Beyond Gloom and Doom

April 1, 2023 | Ronnie Cummins

Organic Consumers Association

Click here for an audio version of this article on Substack.

Like most of you, we at OCA and Regeneration International are sick and tired of gloom and doom, false promises, and authoritarian/technocratic schemes. We’ve had enough of the mad science, genetic engineering, war-mongering, fear-mongering, political corruption, corporate greed, cancel culture, and media censorship. We’re tired of political posturing and sectarianism (“my issue or my constituency is more important than your issue or your constituency”). We’re done with name-calling and yelling at one another instead of sitting down and figuring out how we, the 99%, can move forward on real solutions for the U.S. and the world’s most pressing and dangerous crises—while agreeing to disagree on many of the secondary issues that will likely still divide us for the foreseeable future.

SOURCE MATERIAL:

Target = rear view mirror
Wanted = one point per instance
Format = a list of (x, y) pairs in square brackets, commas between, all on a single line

WORK TASK 1:
Do these statements agree with the article on moving beyond gloom and doom? Answer each with yes or no, quoting the deciding words of the article.
(a) The article is dated April 1, 2023.
(b) The writers say they are tired of political posturing.
(c) The writers want every secondary issue settled before anyone moves forward.
WORK TASK 2: Continue the article on moving beyond gloom and doom from its last sentence.

WRITTEN REPLY 1:
(a) Yes: "April 1, 2023"
(b) Yes: "We’re tired of political posturing and sectarianism"
(c) No: "while agreeing to disagree on many of the secondary issues that will likely still divide us for the foreseeable future"

WRITTEN REPLY 2:
I like to call this ecumenical approach ’21st Century Populism,’ even though the liberal and conservative Establishment want us to believe that grassroots populism is a dirty word, a synonym for intolerance and unlettered ignorance. But as Thomas Frank points out in his 2020 book, The People No: A Brief History of Anti-Populism, nearly everything we hear about populism in the mass media is wrong. For many, “populism” is seen as a frightening thing, a term pundits use to describe the racist statements of politicians such as Donald Trump and European extremists.

But Populism, historically as a 19th and 20th Century pro-democracy and class-conscious Movement of farmers and workers, and currently as a guide for grassroots organizing and Movement building, actually involves starting from where ordinary people are at, instead of where they wish they were at. True populism means building up trust and achieving consensus, starting at the personal, community, and grassroots level. Populism means focusing in on the crucial economic and survival issues that must be dealt with now.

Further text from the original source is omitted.